* TASK DIRECTIONS
Print the listing below exactly, leaving nothing out.

%%

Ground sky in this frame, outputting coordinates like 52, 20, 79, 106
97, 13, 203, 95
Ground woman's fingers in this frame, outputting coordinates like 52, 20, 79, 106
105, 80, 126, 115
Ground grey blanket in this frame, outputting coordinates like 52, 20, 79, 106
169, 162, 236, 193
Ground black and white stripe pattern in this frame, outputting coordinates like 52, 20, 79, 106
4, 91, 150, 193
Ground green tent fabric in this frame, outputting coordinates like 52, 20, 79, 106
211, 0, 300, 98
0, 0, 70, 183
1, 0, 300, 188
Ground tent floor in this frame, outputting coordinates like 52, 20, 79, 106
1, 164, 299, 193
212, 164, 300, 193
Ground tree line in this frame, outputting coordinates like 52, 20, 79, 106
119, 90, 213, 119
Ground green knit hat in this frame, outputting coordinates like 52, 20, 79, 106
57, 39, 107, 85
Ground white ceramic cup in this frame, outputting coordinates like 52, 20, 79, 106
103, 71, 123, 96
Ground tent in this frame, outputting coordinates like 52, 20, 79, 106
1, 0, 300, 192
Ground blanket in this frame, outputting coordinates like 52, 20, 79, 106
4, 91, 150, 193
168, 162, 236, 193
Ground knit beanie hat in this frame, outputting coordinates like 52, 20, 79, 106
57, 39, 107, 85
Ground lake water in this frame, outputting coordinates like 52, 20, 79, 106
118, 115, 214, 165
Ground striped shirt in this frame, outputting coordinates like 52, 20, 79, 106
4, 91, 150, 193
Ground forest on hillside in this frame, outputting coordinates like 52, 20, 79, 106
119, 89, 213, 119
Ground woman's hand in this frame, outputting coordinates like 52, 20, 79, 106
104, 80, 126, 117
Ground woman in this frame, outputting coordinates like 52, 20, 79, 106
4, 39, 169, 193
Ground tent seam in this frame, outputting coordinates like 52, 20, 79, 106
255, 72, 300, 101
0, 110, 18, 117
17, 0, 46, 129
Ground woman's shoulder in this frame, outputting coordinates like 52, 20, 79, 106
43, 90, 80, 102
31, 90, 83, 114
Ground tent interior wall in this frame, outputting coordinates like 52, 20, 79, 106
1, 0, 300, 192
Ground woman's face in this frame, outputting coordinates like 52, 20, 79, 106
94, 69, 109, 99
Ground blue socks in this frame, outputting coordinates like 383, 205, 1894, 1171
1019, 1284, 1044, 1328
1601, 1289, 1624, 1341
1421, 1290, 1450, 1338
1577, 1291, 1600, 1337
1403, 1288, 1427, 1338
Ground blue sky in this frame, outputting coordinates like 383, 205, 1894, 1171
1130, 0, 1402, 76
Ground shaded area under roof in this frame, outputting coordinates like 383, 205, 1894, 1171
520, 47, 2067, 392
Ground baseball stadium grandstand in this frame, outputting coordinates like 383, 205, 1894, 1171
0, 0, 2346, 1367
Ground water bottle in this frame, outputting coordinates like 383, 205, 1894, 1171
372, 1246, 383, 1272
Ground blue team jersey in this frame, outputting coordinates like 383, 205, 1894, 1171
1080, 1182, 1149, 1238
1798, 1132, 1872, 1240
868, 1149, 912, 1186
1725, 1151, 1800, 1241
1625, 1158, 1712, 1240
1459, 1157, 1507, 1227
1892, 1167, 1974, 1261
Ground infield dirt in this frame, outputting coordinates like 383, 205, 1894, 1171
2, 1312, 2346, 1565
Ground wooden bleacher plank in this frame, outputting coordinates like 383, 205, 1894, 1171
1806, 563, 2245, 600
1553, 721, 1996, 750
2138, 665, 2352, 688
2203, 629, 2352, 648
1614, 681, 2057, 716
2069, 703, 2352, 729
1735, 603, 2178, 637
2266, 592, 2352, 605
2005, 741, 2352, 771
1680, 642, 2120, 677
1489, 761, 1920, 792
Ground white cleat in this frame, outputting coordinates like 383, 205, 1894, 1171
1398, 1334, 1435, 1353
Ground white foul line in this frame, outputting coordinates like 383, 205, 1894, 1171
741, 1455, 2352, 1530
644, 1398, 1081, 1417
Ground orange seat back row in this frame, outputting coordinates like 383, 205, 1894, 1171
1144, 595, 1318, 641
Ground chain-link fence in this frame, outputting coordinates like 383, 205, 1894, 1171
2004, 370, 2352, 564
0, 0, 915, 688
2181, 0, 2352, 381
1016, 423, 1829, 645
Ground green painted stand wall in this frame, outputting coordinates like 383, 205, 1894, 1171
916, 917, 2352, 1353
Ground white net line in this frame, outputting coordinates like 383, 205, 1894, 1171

%%

* SOLUTION TO THE PROBLEM
Ground sky in this frame, outputting coordinates like 52, 20, 79, 106
97, 13, 203, 95
Ground woman's fingers in this frame, outputting coordinates like 52, 20, 79, 106
105, 80, 126, 115
Ground grey blanket in this frame, outputting coordinates like 52, 20, 79, 106
169, 162, 236, 193
Ground black and white stripe pattern in this frame, outputting coordinates like 52, 20, 79, 106
4, 91, 150, 193
Ground green tent fabric in this frame, outputting coordinates like 52, 20, 79, 106
211, 0, 300, 98
0, 0, 70, 183
1, 0, 300, 188
Ground tent floor in this frame, outputting coordinates like 52, 20, 79, 106
1, 164, 299, 193
212, 164, 300, 193
Ground tree line in this frame, outputting coordinates like 52, 20, 79, 106
119, 90, 213, 119
Ground green knit hat in this frame, outputting coordinates like 52, 20, 79, 106
57, 39, 107, 85
Ground white ceramic cup in this frame, outputting coordinates like 52, 20, 79, 106
103, 71, 123, 96
Ground tent in this frame, outputting coordinates like 52, 20, 79, 106
1, 0, 300, 192
Ground blanket in this frame, outputting coordinates like 52, 20, 79, 106
4, 91, 150, 193
168, 162, 236, 193
Ground knit beanie hat in this frame, outputting coordinates like 52, 20, 79, 106
57, 39, 107, 85
Ground lake water in this frame, outputting coordinates like 52, 20, 79, 106
118, 115, 214, 165
Ground striped shirt in this frame, outputting coordinates like 52, 20, 79, 106
4, 91, 150, 193
Ground forest on hillside in this frame, outputting coordinates like 52, 20, 79, 106
119, 89, 213, 119
Ground woman's hand in this frame, outputting coordinates like 52, 20, 79, 106
104, 80, 126, 117
Ground woman in this frame, outputting coordinates like 52, 20, 79, 106
4, 39, 169, 193
Ground tent seam in this frame, outputting coordinates like 52, 20, 79, 106
255, 72, 300, 101
0, 110, 18, 117
17, 0, 46, 129
Ground woman's shoulder in this frame, outputting coordinates like 52, 20, 79, 106
43, 90, 80, 102
31, 90, 83, 114
Ground tent interior wall in this frame, outputting coordinates like 52, 20, 79, 106
1, 0, 300, 192
Ground woman's face in this frame, outputting coordinates like 52, 20, 79, 106
94, 69, 109, 99
Ground blue socks in this frame, outputting coordinates like 383, 205, 1894, 1171
1019, 1284, 1044, 1328
1601, 1289, 1624, 1341
1421, 1290, 1450, 1338
1577, 1291, 1600, 1337
1403, 1288, 1427, 1338
Ground blue sky in this frame, outputting coordinates like 383, 205, 1894, 1171
1130, 0, 1402, 76
Ground shaded area under roof in this frame, outputting coordinates like 383, 205, 1894, 1171
520, 47, 2067, 392
Ground baseball stadium grandstand in this frame, outputting coordinates like 383, 205, 1894, 1171
0, 0, 2346, 1367
Ground water bottle in this frame, outputting coordinates like 383, 205, 1894, 1171
372, 1246, 383, 1272
Ground blue team jersey in this frame, outputting coordinates like 383, 205, 1894, 1171
1080, 1182, 1149, 1238
1798, 1132, 1872, 1240
868, 1149, 912, 1186
1725, 1151, 1800, 1241
1625, 1158, 1712, 1240
1459, 1157, 1507, 1227
1892, 1167, 1974, 1261
Ground infield dirt in this frame, outputting coordinates like 383, 205, 1894, 1171
2, 1312, 2346, 1565
Ground wooden bleacher plank in this frame, outputting coordinates like 383, 205, 1894, 1171
1806, 563, 2245, 600
1553, 721, 1996, 750
2138, 665, 2352, 688
2203, 629, 2352, 648
1614, 681, 2057, 716
2069, 703, 2352, 729
1735, 603, 2178, 637
2266, 592, 2352, 605
2005, 741, 2352, 771
1680, 642, 2120, 677
1489, 761, 1920, 792
Ground white cleat in this frame, outputting coordinates like 383, 205, 1894, 1171
1398, 1334, 1435, 1353
Ground white foul line in this frame, outputting coordinates like 383, 205, 1894, 1171
741, 1455, 2352, 1530
644, 1398, 1081, 1417
Ground orange seat back row in this frame, outputting coordinates like 383, 205, 1894, 1171
1144, 595, 1318, 641
Ground chain-link fence in this frame, outputting coordinates like 383, 205, 1894, 1171
2004, 370, 2352, 564
0, 0, 915, 688
2181, 0, 2352, 381
1016, 423, 1829, 645
Ground green painted stand wall in this frame, outputting coordinates like 383, 205, 1894, 1171
916, 917, 2352, 1353
Ground white net line in this frame, outputting coordinates like 383, 205, 1894, 1171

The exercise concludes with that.